WORK ITEM: The output should be the records themselves, given again exactly.

───── INFORMATION

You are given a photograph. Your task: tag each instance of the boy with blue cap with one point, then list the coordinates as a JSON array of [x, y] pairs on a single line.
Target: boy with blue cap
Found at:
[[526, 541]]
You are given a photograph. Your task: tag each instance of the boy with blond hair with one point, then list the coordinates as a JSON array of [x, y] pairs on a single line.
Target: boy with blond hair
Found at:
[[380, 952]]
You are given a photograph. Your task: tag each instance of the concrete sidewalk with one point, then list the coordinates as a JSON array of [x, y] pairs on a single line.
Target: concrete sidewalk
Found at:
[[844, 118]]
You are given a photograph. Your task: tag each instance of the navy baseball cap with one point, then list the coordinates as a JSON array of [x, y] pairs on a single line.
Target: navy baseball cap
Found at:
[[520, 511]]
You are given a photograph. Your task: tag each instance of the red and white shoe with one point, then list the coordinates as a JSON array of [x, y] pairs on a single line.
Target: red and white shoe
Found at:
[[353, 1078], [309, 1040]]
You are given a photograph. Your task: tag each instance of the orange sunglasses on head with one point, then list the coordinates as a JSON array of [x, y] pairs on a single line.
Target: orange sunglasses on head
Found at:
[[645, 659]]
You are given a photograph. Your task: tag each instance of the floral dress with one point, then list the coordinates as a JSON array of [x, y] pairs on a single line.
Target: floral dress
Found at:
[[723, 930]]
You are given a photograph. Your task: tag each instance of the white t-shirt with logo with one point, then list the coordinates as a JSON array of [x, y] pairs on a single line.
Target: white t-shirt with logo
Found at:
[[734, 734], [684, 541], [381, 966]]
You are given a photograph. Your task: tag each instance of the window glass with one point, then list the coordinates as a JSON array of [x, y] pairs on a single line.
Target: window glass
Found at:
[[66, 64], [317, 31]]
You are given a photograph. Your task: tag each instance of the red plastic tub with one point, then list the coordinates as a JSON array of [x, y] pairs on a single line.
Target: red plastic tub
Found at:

──────────

ANSWER BOX:
You are given a photograph. Your task: tag each instance of the boy with blue cap with one point, then list the coordinates as a JSON array of [x, y] pairs on a single line.
Target: boy with blue cap
Found at:
[[526, 541]]
You are given a photograph. Your task: tag each instance of the boy with blond hair with one point, then list the coordinates as a JSON array of [x, y] pairs on a single line.
Target: boy with blond hair
Found at:
[[380, 952]]
You are given a photograph. Your task: tag each instance of the concrete sidewalk with one point, then list the coordinates as a JSON array of [x, y] pairs on a single line.
Target: concrete sidewalk
Found at:
[[844, 118]]
You are given a photograph. Your task: tag each instance of the navy baseball cap with one point, then list the coordinates as a JSON array of [x, y] pairs on a single line.
Target: navy baseball cap
Found at:
[[520, 511]]
You are given a photograph. Your task: tag each instance of the red and white shoe with one point, then list the coordinates as a JSON array of [x, y] pairs on a single line.
Target: red and white shoe
Found at:
[[353, 1078], [309, 1040]]
You are given a photograph. Your task: tag each instance of the orange sunglasses on head with one point, then list the coordinates as a JSON array of [x, y] pairs on a single line.
Target: orange sunglasses on head
Found at:
[[645, 659]]
You are given a photograph. Your task: tag each instance of the floral dress with one point, then list the coordinates as a JSON array of [x, y] pairs on a single line.
Target: floral dress
Found at:
[[723, 930]]
You are given a photograph. Your task: tag each instance of the white t-shirt with logo with one point, then list the coordinates as a JSON array of [x, y] pairs on a single line.
Target: white t-shirt with logo
Found at:
[[734, 734], [684, 541], [381, 966]]
You are given a photograph. Your task: tag each instance of the window glass with one point, then list the coordinates as a JSON array of [x, y] pairs on a single line.
Target: window glass
Found at:
[[66, 64], [317, 31]]
You are given a photograph. Your task: tag each instance of the red plastic tub with one point, then list the coordinates as a JSON array of [x, y] pairs on a single line.
Target: red plastic tub
Found at:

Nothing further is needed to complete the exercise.